Al-Ghuri's successor as Mamluk sultan, Tuman Bay, frantically recruited troops from various classes of society and Bedouins, and attempted to equip his armies with some quantity of cannons and firearms, but all at the last minute and on a limited scale. Finally, at the doorstep of Cairo, the Battle of Ridaniya (24 January) took place, in which the Ottoman commander Hadım Sinan Pasha lost his life. In this battle, Selim I and Tuman Bay faced each other. The firearms and guns deployed by Tuman Bay turned out to be almost useless, as the Ottomans managed an attack from the rear.

The campaign had been supported by a fleet of about 100 ships that supplied the troops during their campaign to the south.

A few days later, the Ottomans captured and sacked Cairo, capturing Caliph Al-Mutawakkil III. Tuman Bay regrouped his troops in Giza, where he was finally captured and hanged at the gate of Cairo.
● ● ●
Exercise brief:
Copy the full passage on the Ottoman conquest of Cairo word for word.

Source material:
● ● ●
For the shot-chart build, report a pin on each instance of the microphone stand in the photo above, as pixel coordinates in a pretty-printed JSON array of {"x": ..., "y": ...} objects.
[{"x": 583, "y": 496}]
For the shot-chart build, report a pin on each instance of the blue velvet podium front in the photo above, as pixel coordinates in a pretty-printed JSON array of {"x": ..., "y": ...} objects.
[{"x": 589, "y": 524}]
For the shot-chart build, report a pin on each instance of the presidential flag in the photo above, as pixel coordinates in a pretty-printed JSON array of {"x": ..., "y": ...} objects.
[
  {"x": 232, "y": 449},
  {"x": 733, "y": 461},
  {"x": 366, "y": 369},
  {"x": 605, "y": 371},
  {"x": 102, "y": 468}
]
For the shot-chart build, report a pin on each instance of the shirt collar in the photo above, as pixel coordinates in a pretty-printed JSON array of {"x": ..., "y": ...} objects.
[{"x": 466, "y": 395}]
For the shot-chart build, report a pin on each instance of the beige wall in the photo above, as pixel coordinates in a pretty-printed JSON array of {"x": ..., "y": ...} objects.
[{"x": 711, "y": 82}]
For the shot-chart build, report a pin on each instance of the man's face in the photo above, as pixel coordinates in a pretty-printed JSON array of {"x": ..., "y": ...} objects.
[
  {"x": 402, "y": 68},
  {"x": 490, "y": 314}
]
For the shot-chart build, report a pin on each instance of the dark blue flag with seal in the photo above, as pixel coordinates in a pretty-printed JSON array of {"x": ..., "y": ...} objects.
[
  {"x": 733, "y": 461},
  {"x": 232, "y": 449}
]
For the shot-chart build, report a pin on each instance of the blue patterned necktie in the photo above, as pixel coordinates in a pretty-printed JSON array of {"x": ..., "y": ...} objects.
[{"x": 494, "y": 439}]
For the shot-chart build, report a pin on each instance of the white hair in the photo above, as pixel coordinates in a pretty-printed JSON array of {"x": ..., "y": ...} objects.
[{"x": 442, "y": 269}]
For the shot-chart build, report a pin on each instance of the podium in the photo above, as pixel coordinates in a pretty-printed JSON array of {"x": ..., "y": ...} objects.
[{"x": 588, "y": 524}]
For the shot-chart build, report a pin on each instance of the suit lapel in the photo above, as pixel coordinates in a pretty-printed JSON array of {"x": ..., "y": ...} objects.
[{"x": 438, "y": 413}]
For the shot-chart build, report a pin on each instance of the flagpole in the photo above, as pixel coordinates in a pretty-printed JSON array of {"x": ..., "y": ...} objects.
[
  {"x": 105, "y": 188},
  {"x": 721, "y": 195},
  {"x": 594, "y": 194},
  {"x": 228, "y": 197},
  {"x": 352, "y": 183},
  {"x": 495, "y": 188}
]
● ● ●
Result for this task:
Al-Ghuri's successor as Mamluk sultan, Tuman Bay, frantically recruited troops from various classes of society and Bedouins, and attempted to equip his armies with some quantity of cannons and firearms, but all at the last minute and on a limited scale. Finally, at the doorstep of Cairo, the Battle of Ridaniya (24 January) took place, in which the Ottoman commander Hadım Sinan Pasha lost his life. In this battle, Selim I and Tuman Bay faced each other. The firearms and guns deployed by Tuman Bay turned out to be almost useless, as the Ottomans managed an attack from the rear.

The campaign had been supported by a fleet of about 100 ships that supplied the troops during their campaign to the south.

A few days later, the Ottomans captured and sacked Cairo, capturing Caliph Al-Mutawakkil III. Tuman Bay regrouped his troops in Giza, where he was finally captured and hanged at the gate of Cairo.